● **Requirement 1**
Decide whether each statement below agrees with the chicory profile, answering yes or no and quoting the words of the profile that settle it: (a) Chicory is an annual herb. (b) Chicory has a deep taproot. (c) A compress of boiled leaves and flowers may be applied to boils.
● **Requirement 2**
Carry the chicory profile forward, starting after its final sentence.

● **Text shown**
-=-=-=-=-
Appearance and General Info


Family:
Compositae

Common Name:
Chichory


Description:
Chicory is a bushy perennial herb with blue, lavender, and occasionally, white flowers.  The purple rays of the chicory flower are jagged at the edge and delicate. The basal leaves are similar to a dandelion in their first rosette leaves, but then the plant continues to grow up a tall stalk to produce the seeds.  Chicory has a deep taproot reaching down to many feet into the earth.  

Medicinal Uses:
The herb used in a tea is commonly used as a blood purifier (detoxifier), tonic, and decongestant of the internal organs. A tea made of the roots, flowers, and leaves is a good wash for skin irritations, including athlete’s foot. You can apply a compress of the boiled leaves and flowers, wrapped in a clean cotton cloth, to swellings, boils, and mild inflammations to promote relief.
-=-=-=-=-
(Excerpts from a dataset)
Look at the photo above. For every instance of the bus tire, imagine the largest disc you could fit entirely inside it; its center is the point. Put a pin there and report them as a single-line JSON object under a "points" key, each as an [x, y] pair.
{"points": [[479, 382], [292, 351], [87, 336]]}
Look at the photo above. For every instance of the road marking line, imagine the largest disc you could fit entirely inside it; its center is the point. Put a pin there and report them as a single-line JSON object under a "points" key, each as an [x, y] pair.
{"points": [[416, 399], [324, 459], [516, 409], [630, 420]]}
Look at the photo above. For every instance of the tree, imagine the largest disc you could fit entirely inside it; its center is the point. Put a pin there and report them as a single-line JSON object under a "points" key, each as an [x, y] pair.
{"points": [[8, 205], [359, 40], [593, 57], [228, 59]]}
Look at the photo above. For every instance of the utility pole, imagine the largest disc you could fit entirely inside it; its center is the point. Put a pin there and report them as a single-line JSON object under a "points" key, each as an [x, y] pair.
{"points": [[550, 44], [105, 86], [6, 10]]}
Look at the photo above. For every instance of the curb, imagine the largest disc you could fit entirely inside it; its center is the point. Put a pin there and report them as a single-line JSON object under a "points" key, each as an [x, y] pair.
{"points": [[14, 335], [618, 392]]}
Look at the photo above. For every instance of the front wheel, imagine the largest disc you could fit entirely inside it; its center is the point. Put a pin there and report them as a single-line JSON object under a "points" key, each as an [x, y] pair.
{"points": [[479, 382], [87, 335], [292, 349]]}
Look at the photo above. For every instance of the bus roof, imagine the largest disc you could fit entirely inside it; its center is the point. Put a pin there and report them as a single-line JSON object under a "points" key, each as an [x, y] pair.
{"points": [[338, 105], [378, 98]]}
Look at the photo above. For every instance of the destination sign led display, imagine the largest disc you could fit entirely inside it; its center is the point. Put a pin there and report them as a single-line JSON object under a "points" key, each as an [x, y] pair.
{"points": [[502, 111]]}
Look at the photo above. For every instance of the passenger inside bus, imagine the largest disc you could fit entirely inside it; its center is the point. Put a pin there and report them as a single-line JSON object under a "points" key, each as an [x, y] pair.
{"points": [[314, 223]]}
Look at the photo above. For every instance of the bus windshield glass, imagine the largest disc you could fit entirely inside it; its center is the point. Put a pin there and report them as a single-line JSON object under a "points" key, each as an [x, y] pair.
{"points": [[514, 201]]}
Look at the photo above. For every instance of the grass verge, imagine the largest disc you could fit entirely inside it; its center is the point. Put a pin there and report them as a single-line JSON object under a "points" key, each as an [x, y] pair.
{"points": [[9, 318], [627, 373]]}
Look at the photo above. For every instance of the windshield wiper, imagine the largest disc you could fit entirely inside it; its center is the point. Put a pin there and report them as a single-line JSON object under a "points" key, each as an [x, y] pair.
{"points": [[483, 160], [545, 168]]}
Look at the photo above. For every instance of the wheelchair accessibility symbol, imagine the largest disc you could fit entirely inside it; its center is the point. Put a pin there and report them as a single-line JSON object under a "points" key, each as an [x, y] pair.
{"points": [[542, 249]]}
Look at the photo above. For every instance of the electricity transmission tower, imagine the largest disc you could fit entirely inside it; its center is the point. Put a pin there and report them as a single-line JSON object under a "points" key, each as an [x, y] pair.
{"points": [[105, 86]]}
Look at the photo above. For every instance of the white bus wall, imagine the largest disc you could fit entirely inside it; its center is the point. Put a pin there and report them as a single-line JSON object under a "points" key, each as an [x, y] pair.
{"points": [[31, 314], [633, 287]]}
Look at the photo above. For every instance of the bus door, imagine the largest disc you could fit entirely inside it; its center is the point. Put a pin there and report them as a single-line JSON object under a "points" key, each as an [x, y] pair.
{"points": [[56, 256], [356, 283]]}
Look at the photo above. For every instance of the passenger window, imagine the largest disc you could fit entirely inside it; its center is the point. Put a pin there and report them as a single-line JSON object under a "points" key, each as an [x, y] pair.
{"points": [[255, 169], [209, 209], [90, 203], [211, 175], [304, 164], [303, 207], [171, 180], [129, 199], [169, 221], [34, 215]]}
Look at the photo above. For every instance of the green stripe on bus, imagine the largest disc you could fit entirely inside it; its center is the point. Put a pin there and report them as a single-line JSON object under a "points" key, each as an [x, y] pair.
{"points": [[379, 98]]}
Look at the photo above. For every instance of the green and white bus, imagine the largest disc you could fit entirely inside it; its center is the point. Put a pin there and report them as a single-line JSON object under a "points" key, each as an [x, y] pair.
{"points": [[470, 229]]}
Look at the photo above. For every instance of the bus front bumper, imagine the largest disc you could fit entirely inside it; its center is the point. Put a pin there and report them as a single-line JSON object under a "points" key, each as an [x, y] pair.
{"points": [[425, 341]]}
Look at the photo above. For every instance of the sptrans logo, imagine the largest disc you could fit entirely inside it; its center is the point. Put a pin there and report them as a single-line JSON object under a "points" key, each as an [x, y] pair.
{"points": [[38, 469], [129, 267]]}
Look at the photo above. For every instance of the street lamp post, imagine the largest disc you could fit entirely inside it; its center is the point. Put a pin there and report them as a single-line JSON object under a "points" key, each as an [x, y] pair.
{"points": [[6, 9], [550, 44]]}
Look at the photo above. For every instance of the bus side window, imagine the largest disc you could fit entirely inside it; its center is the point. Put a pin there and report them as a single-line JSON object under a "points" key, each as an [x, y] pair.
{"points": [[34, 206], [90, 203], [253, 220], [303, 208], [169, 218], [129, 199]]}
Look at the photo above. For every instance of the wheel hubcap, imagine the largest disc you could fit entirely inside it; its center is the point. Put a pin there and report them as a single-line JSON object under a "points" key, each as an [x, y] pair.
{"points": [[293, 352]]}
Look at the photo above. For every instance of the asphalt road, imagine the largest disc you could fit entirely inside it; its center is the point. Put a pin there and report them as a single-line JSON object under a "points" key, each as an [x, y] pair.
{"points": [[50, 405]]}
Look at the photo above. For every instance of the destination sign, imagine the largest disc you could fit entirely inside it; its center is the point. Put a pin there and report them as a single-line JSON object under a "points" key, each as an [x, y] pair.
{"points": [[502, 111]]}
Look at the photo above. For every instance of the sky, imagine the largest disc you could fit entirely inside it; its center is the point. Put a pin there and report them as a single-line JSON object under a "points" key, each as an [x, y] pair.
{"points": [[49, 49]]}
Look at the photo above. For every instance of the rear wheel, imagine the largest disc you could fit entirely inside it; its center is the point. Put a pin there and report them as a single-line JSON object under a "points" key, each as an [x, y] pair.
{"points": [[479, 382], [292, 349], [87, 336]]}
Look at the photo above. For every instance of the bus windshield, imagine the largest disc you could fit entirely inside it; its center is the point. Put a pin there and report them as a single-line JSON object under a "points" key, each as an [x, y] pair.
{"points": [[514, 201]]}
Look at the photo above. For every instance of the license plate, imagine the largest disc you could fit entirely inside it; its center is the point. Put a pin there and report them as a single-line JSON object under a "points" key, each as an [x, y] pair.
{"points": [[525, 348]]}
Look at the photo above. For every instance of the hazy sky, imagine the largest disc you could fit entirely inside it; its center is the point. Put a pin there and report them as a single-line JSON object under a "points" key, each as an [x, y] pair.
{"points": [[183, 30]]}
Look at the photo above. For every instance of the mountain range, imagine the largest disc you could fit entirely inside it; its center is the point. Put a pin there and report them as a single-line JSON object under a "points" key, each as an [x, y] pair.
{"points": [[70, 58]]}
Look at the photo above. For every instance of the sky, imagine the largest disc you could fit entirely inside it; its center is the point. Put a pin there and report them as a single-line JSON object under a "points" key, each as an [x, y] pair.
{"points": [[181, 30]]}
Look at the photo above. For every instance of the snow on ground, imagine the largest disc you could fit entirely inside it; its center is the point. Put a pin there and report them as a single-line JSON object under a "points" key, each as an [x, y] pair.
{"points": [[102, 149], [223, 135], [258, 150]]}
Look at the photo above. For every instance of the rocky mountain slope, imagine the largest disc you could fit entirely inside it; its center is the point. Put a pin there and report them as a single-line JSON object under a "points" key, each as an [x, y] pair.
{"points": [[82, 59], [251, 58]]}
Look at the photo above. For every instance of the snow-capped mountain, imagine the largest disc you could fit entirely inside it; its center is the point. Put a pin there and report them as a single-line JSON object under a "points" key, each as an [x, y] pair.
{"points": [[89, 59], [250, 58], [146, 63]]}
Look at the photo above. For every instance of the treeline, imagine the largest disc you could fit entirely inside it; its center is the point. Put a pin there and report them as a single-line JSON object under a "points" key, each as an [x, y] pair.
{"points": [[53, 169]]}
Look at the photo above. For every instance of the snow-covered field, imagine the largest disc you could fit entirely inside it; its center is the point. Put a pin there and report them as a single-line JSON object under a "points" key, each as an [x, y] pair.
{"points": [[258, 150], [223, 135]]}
-=-=-=-=-
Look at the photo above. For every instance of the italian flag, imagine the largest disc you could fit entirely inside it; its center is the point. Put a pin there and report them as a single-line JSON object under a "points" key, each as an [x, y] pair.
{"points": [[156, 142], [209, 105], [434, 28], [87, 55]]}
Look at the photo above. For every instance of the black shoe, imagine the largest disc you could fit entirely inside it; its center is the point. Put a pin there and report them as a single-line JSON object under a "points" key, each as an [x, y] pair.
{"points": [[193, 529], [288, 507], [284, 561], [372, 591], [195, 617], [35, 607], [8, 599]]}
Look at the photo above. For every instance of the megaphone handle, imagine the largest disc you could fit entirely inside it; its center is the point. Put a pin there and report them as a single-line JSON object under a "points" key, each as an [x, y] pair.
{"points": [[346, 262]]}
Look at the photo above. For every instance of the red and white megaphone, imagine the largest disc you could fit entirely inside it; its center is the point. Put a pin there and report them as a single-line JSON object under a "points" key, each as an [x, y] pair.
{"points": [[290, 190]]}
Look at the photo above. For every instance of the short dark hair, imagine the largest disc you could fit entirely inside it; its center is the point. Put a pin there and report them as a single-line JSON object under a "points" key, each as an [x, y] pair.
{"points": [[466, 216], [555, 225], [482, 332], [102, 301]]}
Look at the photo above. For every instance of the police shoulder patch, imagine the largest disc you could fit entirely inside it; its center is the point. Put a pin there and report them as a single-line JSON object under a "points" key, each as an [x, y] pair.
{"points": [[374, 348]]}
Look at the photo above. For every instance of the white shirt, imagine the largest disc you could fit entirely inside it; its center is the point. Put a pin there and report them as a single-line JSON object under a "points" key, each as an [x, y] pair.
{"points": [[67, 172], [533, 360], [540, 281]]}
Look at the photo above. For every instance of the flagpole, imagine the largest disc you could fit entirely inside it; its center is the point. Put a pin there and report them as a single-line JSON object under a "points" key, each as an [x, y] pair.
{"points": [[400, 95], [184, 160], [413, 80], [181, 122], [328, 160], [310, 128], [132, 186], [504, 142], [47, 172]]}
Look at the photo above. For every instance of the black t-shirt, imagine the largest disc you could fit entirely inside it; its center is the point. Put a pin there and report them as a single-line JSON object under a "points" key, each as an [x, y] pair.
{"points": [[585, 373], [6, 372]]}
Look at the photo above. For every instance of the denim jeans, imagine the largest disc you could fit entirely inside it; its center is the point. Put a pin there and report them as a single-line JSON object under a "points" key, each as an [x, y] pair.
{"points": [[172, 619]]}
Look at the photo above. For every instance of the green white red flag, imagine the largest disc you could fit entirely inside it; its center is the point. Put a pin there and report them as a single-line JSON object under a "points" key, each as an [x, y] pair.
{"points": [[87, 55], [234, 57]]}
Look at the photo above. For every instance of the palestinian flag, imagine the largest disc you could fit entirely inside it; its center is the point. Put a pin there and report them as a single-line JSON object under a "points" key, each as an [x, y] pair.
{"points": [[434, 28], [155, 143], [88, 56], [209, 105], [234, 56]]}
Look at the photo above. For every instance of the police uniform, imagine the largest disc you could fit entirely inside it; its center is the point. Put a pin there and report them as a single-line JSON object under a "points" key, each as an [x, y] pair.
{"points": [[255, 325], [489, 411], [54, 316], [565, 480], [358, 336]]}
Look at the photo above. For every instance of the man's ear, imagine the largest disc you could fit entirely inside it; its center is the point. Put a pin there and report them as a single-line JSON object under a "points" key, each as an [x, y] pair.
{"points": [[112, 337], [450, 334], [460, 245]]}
-=-=-=-=-
● **Response area 1**
(a) No: "Chicory is a bushy perennial herb"
(b) Yes: "Chicory has a deep taproot reaching down to many feet into the earth."
(c) Yes: "You can apply a compress of the boiled leaves and flowers, wrapped in a clean cotton cloth, to swellings, boils, and mild inflammations to promote relief."

● **Response area 2**
Edible Uses:
The whole plant is edible, and in particular the leaves and roots are commonly used.  The leaves make a fantastic salad addition with a slightly bitter taste.  Blended in with other greens it adds a great additional flavor.  The roots blended raw into soups and chai teas create a highly mineral rich food.  Chicory root has long been used as a substitute for coffee. The roots are baked, ground, and used as a coffee substitute.  The dried or roasted roots make an excellent addition to herbal tea blends as well.  We prefer to use the root dried and mix it with part roasted to receive the flavor of “dark roast” but the nutrition of the unaltered root.  Together they make a fantastic morning beverage.  Chicory contains inulin, which is used as a sweetener in the food industry, sometimes being added to yogurts as a probiotic. Chicory is also a good source of vitamins A,C,K,E, and B complex, as well as potassium, calcium, phosphorus, copper, zinc, and magnesium.